* start EXTRACT *

Land records are valuable for genealogical research because they may provide evidence of where an ancestor lived or owned property, the length of residence, any movement in location, and the given name of the spouse. Many times, when a man purchased land in a new area, the former county or state of residence would be mentioned in a deed. Old county’s deed books are another source for locating ancestors because they give clues on when land was sold. Land records also show family relationships in the case of father selling to a son, or a mother selling to her children before remarriage. Also, the names of adjacent landowners are important in genealogical research. Families may have relatives living close to their homestead or neighbors that are familiar to you.
Homestead Records are extremely detailed in nature. The process of obtaining a patent, or title resulted in detailed land records. These are called land-entry case files, which include the building of housing, wells, crops, cleared trees and fences. Some mention other family members who lived on the land. If the claimant died, the next of kin, a widow or heir, would be listed along with an explanation of the relationship to the claimant and the date of death of the claimant. Land entry files are located in the National Archives in Washington, D.C.
Land records have two indexes, the grantor index and the grantee index. The grantor index is an index of individuals who sold land, while the grantee index is an index of individuals who bought. These records can be found on the local level at county/parish courthouses in which the land transaction was held. Deeds, leases, and mortgages can also be found in the local clerk of court archives where the transaction occurred.
Tract books give the legal description of a homestead. Many states possess microfilm copies of tract books related to their state. Tract books include the name of the claimant and the legal description of the public land claimed. Tract books are difficult to decipher. However, if the researcher has a copy of the homesteader’s patent or know the legal description of the land by township, range, or section, then it should be easier to find the land of the ancestor.

* end EXTRACT *
* start SOURCE DATA *

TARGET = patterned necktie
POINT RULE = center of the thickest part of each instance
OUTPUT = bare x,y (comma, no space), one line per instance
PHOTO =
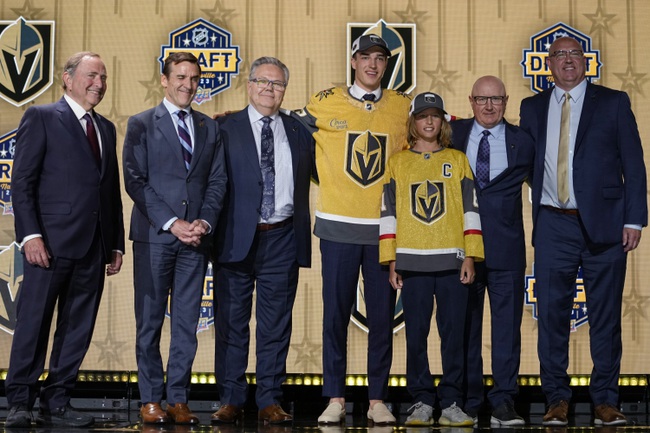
185,138
563,152
267,165
92,138
483,161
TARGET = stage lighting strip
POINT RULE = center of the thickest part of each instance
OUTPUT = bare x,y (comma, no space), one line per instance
317,379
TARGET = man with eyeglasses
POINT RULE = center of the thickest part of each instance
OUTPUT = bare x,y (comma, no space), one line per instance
501,157
589,205
263,237
356,130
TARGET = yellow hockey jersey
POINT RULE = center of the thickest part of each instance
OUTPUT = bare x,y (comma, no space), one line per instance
429,215
354,139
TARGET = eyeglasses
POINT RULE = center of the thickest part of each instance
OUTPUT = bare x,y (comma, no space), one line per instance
562,54
482,100
275,85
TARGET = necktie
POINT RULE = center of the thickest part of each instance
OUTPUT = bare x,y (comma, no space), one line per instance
185,138
483,161
267,165
92,138
563,152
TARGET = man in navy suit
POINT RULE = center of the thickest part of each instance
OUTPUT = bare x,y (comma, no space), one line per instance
510,153
68,217
263,237
589,205
174,172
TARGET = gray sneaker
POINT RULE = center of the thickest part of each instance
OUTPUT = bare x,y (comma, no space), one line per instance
421,415
453,416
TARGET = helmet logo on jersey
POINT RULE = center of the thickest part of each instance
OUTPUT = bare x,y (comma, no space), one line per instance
365,160
428,201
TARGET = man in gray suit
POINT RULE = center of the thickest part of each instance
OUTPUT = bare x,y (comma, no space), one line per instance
174,172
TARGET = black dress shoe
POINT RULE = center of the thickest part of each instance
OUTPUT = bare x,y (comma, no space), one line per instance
19,417
65,416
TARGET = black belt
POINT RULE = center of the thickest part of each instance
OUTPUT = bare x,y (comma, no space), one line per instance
573,212
266,227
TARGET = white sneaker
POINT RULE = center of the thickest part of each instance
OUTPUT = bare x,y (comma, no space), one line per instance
421,415
453,416
334,413
380,414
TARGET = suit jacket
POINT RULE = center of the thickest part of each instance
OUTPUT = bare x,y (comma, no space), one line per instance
609,176
57,188
156,179
241,214
499,203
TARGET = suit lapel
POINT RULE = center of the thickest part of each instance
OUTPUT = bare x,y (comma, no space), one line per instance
165,124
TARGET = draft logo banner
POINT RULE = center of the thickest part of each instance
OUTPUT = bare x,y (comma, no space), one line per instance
26,59
534,58
400,38
218,57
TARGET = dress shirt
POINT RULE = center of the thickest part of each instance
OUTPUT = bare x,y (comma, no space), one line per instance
358,93
498,154
549,189
283,163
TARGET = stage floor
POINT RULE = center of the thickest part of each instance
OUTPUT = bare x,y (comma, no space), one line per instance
128,421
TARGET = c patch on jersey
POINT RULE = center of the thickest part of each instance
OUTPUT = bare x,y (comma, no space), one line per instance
428,201
365,160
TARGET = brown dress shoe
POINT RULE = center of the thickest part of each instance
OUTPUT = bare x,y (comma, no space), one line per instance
557,414
227,414
274,415
152,413
181,414
606,414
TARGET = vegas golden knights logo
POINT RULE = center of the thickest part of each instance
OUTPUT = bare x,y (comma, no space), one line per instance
428,201
366,157
26,59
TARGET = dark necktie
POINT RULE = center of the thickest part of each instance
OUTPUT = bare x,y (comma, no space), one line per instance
483,161
92,138
185,139
267,165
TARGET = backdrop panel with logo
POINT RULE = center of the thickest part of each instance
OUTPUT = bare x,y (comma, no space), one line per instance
438,45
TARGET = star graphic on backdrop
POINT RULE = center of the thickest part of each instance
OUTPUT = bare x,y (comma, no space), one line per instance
28,11
411,15
110,351
218,15
600,21
632,81
307,354
154,89
441,78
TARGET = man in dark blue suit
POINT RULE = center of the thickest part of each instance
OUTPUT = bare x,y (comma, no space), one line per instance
589,205
263,237
68,217
174,171
510,153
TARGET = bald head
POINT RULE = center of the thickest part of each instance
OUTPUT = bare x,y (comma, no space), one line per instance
488,101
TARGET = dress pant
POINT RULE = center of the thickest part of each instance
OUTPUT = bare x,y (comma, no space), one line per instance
271,270
75,288
506,291
161,271
561,246
418,294
340,269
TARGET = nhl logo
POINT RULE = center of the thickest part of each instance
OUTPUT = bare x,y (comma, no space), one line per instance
534,59
218,58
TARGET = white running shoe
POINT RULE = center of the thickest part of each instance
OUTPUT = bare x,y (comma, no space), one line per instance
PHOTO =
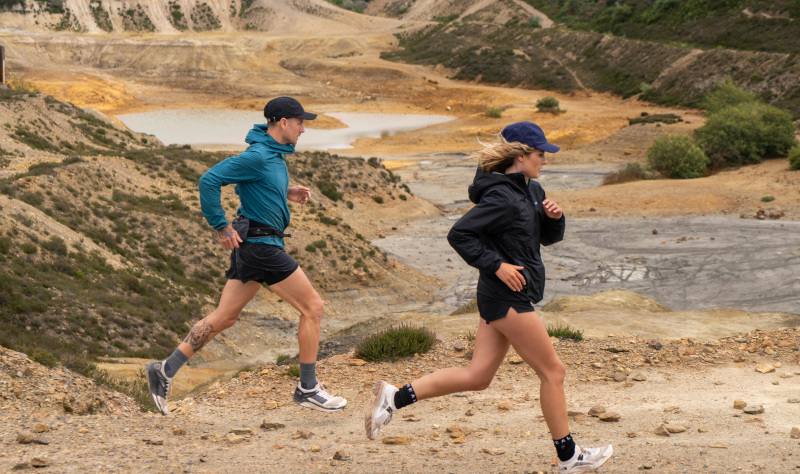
318,398
585,459
382,408
160,385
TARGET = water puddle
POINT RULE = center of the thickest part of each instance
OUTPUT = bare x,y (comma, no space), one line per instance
229,127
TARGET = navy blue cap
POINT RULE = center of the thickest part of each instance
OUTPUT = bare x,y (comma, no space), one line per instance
285,107
528,133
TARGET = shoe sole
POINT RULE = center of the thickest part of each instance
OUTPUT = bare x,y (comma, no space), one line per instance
606,457
372,431
162,408
317,407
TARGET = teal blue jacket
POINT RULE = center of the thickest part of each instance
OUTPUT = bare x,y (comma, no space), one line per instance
261,180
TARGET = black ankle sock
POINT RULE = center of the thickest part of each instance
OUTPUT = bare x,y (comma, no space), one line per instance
565,447
404,397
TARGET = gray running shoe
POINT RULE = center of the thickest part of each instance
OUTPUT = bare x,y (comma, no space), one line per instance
380,413
585,459
160,385
318,398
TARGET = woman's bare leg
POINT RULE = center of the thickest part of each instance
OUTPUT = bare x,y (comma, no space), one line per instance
488,352
528,336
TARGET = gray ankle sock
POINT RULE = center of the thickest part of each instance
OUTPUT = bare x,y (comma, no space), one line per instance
308,375
174,363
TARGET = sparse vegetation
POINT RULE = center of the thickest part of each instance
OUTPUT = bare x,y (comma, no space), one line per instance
655,118
395,343
677,157
564,331
746,133
794,158
549,104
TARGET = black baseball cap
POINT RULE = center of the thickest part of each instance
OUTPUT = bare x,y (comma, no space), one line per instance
528,133
285,107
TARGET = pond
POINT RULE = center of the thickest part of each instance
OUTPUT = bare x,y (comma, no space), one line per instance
229,127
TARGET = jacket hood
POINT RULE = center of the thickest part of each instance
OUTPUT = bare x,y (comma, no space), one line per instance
259,135
484,181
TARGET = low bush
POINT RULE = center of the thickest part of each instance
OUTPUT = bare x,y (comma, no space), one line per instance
548,104
794,158
677,157
562,331
656,118
395,343
746,133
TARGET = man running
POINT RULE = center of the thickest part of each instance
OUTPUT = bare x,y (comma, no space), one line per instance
255,239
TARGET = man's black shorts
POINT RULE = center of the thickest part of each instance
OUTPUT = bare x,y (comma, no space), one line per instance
260,262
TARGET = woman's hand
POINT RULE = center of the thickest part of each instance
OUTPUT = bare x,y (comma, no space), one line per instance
299,194
228,237
511,275
551,209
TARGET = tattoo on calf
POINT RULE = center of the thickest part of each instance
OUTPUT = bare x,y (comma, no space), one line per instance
199,335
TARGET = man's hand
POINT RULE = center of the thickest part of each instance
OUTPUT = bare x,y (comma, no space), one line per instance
299,194
229,238
551,209
511,275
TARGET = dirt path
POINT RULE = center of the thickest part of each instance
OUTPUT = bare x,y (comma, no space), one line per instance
644,387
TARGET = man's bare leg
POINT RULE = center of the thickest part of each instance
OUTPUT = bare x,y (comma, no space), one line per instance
159,374
297,291
234,298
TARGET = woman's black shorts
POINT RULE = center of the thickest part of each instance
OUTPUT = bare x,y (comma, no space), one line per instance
492,309
260,262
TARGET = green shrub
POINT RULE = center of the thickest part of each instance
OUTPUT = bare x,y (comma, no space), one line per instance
727,95
548,104
794,158
394,343
329,189
745,133
494,112
564,332
676,157
655,118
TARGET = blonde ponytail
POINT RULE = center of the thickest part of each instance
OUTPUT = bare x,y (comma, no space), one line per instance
500,154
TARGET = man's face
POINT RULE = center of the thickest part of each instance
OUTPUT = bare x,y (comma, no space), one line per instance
291,129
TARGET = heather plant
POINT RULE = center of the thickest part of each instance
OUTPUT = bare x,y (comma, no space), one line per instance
794,158
676,157
746,133
395,343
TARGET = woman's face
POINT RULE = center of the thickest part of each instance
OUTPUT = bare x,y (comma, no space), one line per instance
532,164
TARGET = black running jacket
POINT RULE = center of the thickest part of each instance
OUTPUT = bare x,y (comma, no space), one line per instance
507,225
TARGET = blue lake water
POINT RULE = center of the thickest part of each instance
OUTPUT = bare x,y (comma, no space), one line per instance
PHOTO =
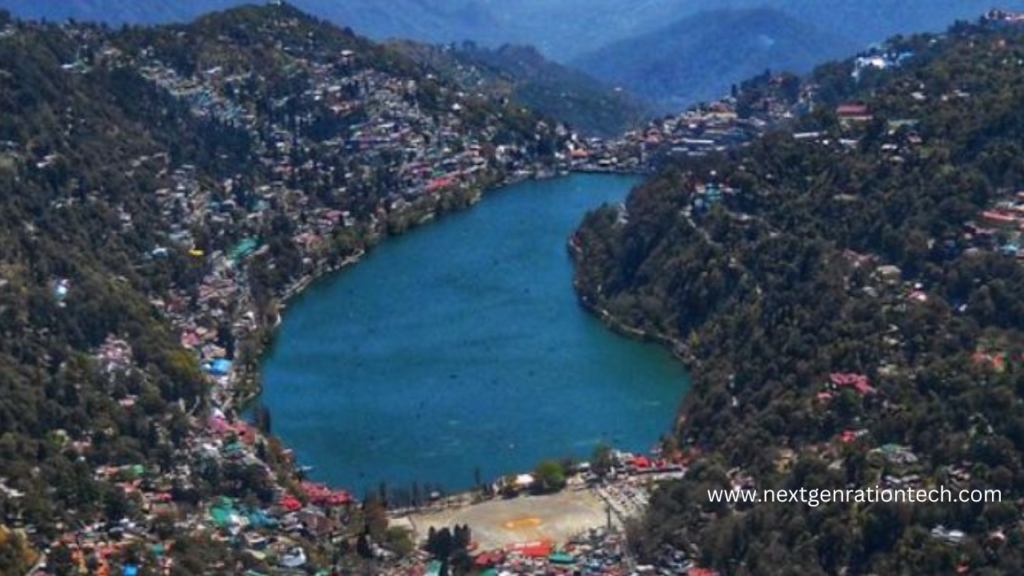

* end SOURCE DATA *

#### TASK REQUIREMENTS:
#1 According to the text on land records, where are land entry files kept?
#2 How many lines of the listing contain the word "hand"? Reply with the number only.

#### ANSWERS TO EACH TASK:
#1 In the National Archives in Washington, D.C.

#2 2